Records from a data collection
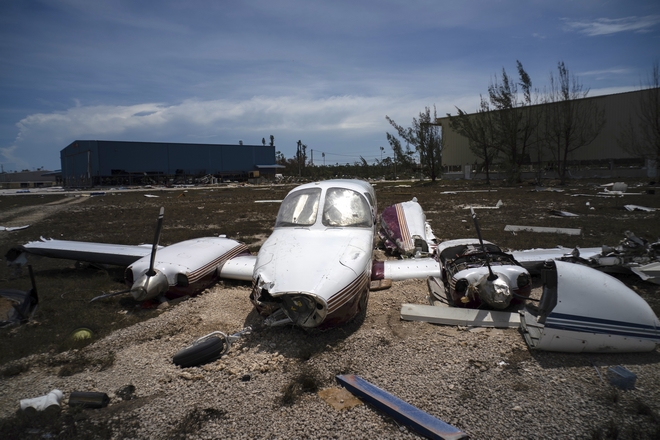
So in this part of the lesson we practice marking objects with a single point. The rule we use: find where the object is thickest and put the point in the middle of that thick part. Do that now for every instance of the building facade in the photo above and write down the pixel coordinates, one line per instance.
(88, 163)
(618, 109)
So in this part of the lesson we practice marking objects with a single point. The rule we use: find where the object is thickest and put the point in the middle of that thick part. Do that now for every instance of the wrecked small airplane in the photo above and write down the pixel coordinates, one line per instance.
(315, 269)
(478, 273)
(468, 277)
(633, 254)
(405, 231)
(475, 273)
(573, 316)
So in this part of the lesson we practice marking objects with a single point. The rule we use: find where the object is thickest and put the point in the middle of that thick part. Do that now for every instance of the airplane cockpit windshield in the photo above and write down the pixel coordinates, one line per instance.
(346, 208)
(299, 208)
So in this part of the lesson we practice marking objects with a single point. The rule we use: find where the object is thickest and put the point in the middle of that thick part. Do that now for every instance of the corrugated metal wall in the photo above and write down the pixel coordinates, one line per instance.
(84, 160)
(618, 109)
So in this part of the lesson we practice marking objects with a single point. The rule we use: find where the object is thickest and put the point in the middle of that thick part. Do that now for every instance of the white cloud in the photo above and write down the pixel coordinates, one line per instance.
(336, 123)
(607, 26)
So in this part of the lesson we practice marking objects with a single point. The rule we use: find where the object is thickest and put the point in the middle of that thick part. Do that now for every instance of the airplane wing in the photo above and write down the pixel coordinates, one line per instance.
(99, 253)
(397, 270)
(533, 259)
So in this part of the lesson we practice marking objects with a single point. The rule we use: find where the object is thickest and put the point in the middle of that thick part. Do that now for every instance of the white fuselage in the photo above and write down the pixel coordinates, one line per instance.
(315, 268)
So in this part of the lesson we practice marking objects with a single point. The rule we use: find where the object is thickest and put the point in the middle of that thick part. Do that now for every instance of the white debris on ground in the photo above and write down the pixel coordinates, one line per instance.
(486, 383)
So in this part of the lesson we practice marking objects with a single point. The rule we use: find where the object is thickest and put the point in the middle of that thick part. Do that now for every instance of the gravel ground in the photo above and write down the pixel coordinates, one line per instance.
(483, 381)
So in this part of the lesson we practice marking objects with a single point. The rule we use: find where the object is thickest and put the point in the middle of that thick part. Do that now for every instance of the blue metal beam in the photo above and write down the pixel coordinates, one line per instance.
(403, 412)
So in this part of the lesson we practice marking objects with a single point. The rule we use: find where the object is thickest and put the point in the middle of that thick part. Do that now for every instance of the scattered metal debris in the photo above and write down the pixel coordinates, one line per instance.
(25, 303)
(621, 377)
(13, 228)
(459, 316)
(88, 399)
(339, 398)
(49, 402)
(568, 231)
(639, 208)
(497, 206)
(562, 213)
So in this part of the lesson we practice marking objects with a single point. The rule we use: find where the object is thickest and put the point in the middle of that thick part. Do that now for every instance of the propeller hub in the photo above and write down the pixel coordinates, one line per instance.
(496, 293)
(149, 286)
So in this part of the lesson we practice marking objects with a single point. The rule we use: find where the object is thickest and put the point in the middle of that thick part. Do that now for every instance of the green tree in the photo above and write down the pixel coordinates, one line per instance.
(425, 137)
(512, 125)
(479, 131)
(572, 122)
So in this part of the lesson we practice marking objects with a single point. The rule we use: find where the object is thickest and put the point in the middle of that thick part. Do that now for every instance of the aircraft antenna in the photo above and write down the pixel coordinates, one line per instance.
(492, 276)
(159, 226)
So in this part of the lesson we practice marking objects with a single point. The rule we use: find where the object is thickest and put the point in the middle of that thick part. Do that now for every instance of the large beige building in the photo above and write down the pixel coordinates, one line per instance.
(618, 108)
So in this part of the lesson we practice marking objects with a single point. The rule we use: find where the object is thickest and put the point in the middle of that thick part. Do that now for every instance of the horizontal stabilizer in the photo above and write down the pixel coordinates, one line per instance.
(459, 316)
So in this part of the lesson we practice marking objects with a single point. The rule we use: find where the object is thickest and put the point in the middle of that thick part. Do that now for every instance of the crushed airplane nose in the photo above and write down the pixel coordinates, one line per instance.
(282, 308)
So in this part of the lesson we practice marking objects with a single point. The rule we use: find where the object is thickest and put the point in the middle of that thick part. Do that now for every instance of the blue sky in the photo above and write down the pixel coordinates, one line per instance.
(324, 72)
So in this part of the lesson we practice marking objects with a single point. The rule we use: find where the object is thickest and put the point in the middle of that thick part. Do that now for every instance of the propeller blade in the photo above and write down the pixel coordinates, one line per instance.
(108, 295)
(159, 227)
(492, 275)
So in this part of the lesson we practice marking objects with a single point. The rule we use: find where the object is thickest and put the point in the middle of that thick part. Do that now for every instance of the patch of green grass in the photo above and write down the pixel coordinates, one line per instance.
(306, 381)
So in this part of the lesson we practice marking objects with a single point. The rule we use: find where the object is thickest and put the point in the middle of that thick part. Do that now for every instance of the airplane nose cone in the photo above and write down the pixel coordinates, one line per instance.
(149, 286)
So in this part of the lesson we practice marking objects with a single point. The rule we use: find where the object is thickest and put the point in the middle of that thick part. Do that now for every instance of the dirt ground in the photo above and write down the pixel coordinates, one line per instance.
(247, 213)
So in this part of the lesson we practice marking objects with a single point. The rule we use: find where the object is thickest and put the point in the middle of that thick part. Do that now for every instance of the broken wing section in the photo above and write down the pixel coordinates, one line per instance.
(585, 310)
(404, 230)
(397, 270)
(98, 253)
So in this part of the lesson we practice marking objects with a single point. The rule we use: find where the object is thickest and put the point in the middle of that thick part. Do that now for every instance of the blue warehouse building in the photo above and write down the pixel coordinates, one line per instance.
(94, 163)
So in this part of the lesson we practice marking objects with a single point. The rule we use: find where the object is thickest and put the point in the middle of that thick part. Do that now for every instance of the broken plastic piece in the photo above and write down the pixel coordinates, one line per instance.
(49, 402)
(621, 377)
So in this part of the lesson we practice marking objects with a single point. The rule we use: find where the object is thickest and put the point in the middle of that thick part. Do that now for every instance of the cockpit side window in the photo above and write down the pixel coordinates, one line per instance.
(346, 208)
(299, 208)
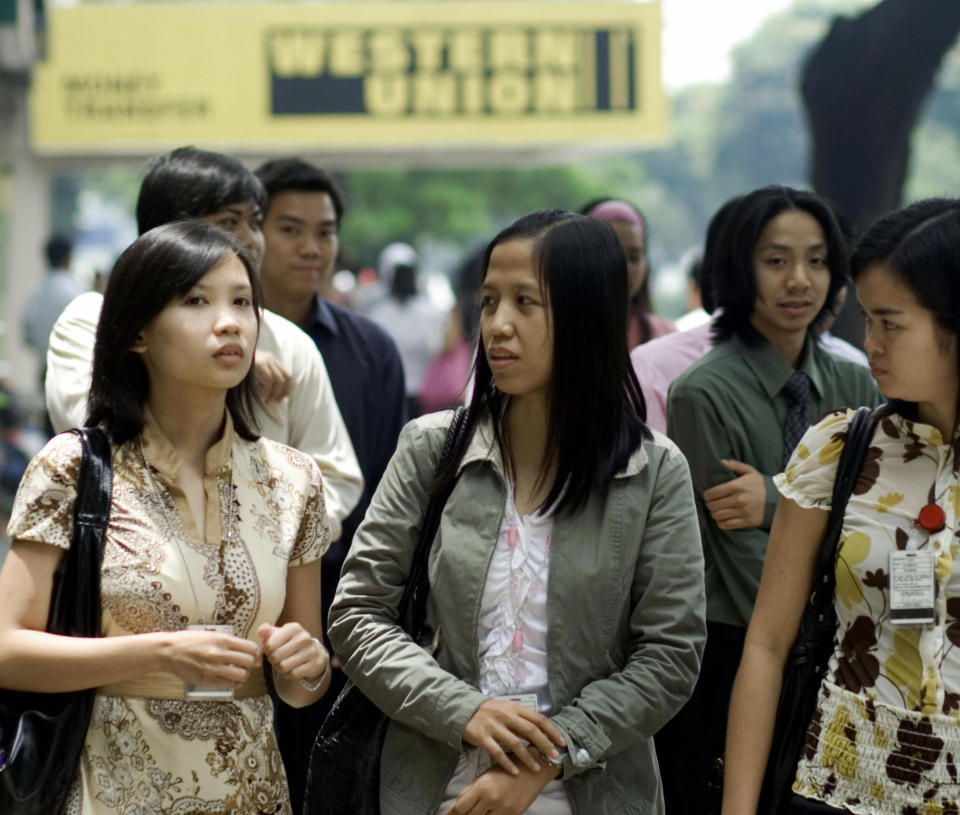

» GIVEN INSTRUCTION:
Please recast every line of the listing above as a Markdown table with the columns n and Line, numbering the rows and skipping blank lines. Leave the pictures out.

» FINAL RESULT:
| n | Line |
|---|---|
| 1 | So in this part of the lesson we practice marking objects with a single point. The rule we use: find where the object is thickest and put the point in the middle of that thick part. Do that now for every instance of the building facade in the photo above and write down the pixel coordinates, one line per instance. |
| 2 | (88, 163) |
| 3 | (618, 109) |
| 4 | So in this part of the lesson we practice marking objects with a single point. The rule we use: find where the object is thickest and put the point in the middle of that thick part. Do that now for every instance of the wrecked small airplane in the photo above and write down the pixel coordinates, one line per instance. |
| 5 | (315, 269) |
| 6 | (478, 273) |
| 7 | (468, 277) |
| 8 | (633, 254) |
| 9 | (405, 231) |
| 10 | (475, 273) |
| 11 | (573, 316) |
| 12 | So in this part of the lesson we practice marking objects with a single point. The rule we use: find where the object is thickest and put the point in the middle of that thick part. Do that now for every instance of the airplane cockpit windshield in the photo above and write down the pixel coordinates, one line per instance. |
| 13 | (346, 208) |
| 14 | (299, 208) |
| 15 | So in this part of the lesson we practice marking objects with a single point. The rule we use: find where the object is thickest and put the point in the middle of that thick part. Do that now for every instance of the corrugated metal wall in the photo above and write down the pixel coordinates, one line per instance. |
| 16 | (84, 160) |
| 17 | (618, 109) |
| 18 | So in this part of the lesson we practice marking objects with a single point. The rule we use: find where the object is thickest and put the point in the middle of that thick part. Do that now for every instance of the white cloud in the photo above and write down the pixel coordinates, one line per instance. |
| 19 | (336, 123) |
| 20 | (607, 26) |
| 21 | So in this part of the lesson we practice marking objects with a single point. The rule we use: find where the object is thickest and put the point in the middle of that thick part. Do that now for every instance of the airplane wing in the photo above and write down the pixel coordinates, one line per instance. |
| 22 | (99, 253) |
| 23 | (397, 270) |
| 24 | (533, 259) |
| 25 | So in this part of the lesson we practice marking objects with a single point. The rule we use: find where the object is thickest and put the point in the middle of that thick part. Do that now for every instance of the white fuselage in the photo above and write down the pixel coordinates, one line per instance. |
| 26 | (315, 268) |
| 27 | So in this part of the lesson we practice marking objects with a single point. The rule we use: find where the object is thickest and put the point in the middle of that thick part. Do that now for every instance of the white debris on ground in the photo above and write down the pixel coordinates, one line per instance. |
| 28 | (486, 383) |
| 29 | So in this part of the lesson we practice marking objects with a single point. The rule we use: find where the object is thickest and put the point in the middle of that thick part. Do that now for every instance of the gravel ground in the photo above and write down the pixel coordinates, one line per instance. |
| 30 | (483, 381) |
| 31 | So in this part of the lesson we practice marking objects with a single point. The rule we use: find where the object is thickest and put the point in the middle of that thick part. Do that now for every instance of the blue metal beam in the photo above and write down the pixel coordinates, one line per instance. |
| 32 | (403, 412) |
| 33 | So in this part of the lesson we practice marking objects with a single point. The rule we use: find where the object is thickest and put the point in the middle of that thick part. Do that now for every instance of the scattered metal debris in the photo above and write down the pixel coordinates, one line per instance. |
| 34 | (25, 303) |
| 35 | (621, 377) |
| 36 | (13, 228) |
| 37 | (459, 316) |
| 38 | (88, 399) |
| 39 | (339, 398) |
| 40 | (49, 402) |
| 41 | (568, 231) |
| 42 | (639, 208) |
| 43 | (497, 206) |
| 44 | (562, 213) |
| 45 | So in this part of the lesson we practice marking objects with a single point. The rule we use: find where the object is thickest and put the point in the middle of that thick part. Do that now for every instance of the propeller hub in the photo above and write down the pixel coordinates, one line per instance. |
| 46 | (496, 293) |
| 47 | (149, 286) |
| 48 | So in this part of the lesson we practice marking objects with a single point. The rule we use: find where the object is thickest and put the point in the middle of that thick part. Do that now for every instance of the green tree in the photo above and write down the pixel coordinates, one line per instance. |
| 49 | (425, 137) |
| 50 | (512, 125) |
| 51 | (479, 131) |
| 52 | (572, 122) |
| 53 | So in this part of the lesson we practice marking objects with a single point. The rule we use: find where the object is thickest and put the point in the middle of that thick part. Do that now for every instance of the aircraft antenna in the photo above and write down the pixel coordinates, one line per instance. |
| 54 | (492, 276) |
| 55 | (159, 226) |
| 56 | So in this part of the lesson we practice marking objects with a single point. The rule we use: find where the object is thickest and put the point in the middle of that thick part. Do that now for every instance of the large beige building in the photo above and write down the pixel coordinates, one line per instance. |
| 57 | (618, 108) |
| 58 | So in this part of the lesson we practice marking objects with a single point. The rule we use: find where the object is thickest and put the point in the middle of that thick part. Do that now for every instance of the horizontal stabilizer in the photo above and write down the pixel coordinates, one line per instance. |
| 59 | (459, 316) |
| 60 | So in this part of the lesson we practice marking objects with a single point. The rule we use: find where the object is thickest and put the point in the middle of that thick part. Do that now for every instance of the crushed airplane nose in the photo above and write down the pixel coordinates, one line per instance. |
| 61 | (282, 308) |
| 62 | So in this part of the lesson we practice marking objects with a single point. The rule we use: find where the object is thickest and put the point in the middle of that thick part. Do that now for every instance of the blue sky in the photo above and write down the pixel coordinates, one line per instance. |
| 63 | (324, 72) |
| 64 | So in this part of the lesson we practice marking objects with a single point. The rule we use: find where the object is thickest and put the point in the middle of that thick part. Do that now for every instance of the propeller blade in the photo above and write down the pixel coordinates, one line per instance. |
| 65 | (108, 295) |
| 66 | (159, 227) |
| 67 | (492, 275) |
| 68 | So in this part of the lesson we practice marking objects with a single point. The rule we use: find where the object is thickest and put the point in the middle of that thick part. Do that now for every instance of the patch of green grass in the photo above and write down the pixel coordinates, one line per instance. |
| 69 | (306, 381) |
| 70 | So in this part of the lesson we practice marking objects with a single point. The rule we use: find where the object is thickest and put the point in the middle of that thick part. Do that now for every instance of the airplane nose cone in the photo above and write down the pixel coordinates, one line per instance. |
| 71 | (149, 286) |
| 72 | So in this part of the lesson we practice marking objects with a single point. The rule we use: find where the object is thickest and put the point in the middle of that thick part. Do that now for every instance of the dirt ground in the photo above and write down the pixel coordinates, one line per instance. |
| 73 | (247, 213) |
| 74 | So in this part of the lesson we practice marking objects with a single point. The rule we use: find where the object is thickest and put the point in the middle of that thick part. Do that now for every instance of the broken wing section in the photo above and write down the pixel coordinates, one line per instance. |
| 75 | (585, 310) |
| 76 | (404, 230) |
| 77 | (397, 270) |
| 78 | (98, 253) |
| 79 | So in this part of the lesson we practice marking objects with a single point. The rule we use: find where the object is thickest and put the point in the middle of that thick part. Do that now for every instance of the blue warehouse building in the photo above and write down the pixel coordinates, one line per instance. |
| 80 | (94, 163) |
| 81 | So in this part of the lesson we practice marking objects with a single point. The rule we use: find where the object is thickest and put the point in the middle of that thick part. Do that now for every instance of the broken plastic piece in the photo above and write down the pixel coordinates, one line per instance. |
| 82 | (49, 402) |
| 83 | (621, 377) |
| 84 | So in this part of the lesson we practice marking objects with a single point. The rule we use: find where the object is thickest and put the point in the middle of that thick part. Do that now for every instance of the cockpit side window in the photo above and write down the pixel coordinates, one line per instance. |
| 85 | (346, 208) |
| 86 | (299, 208) |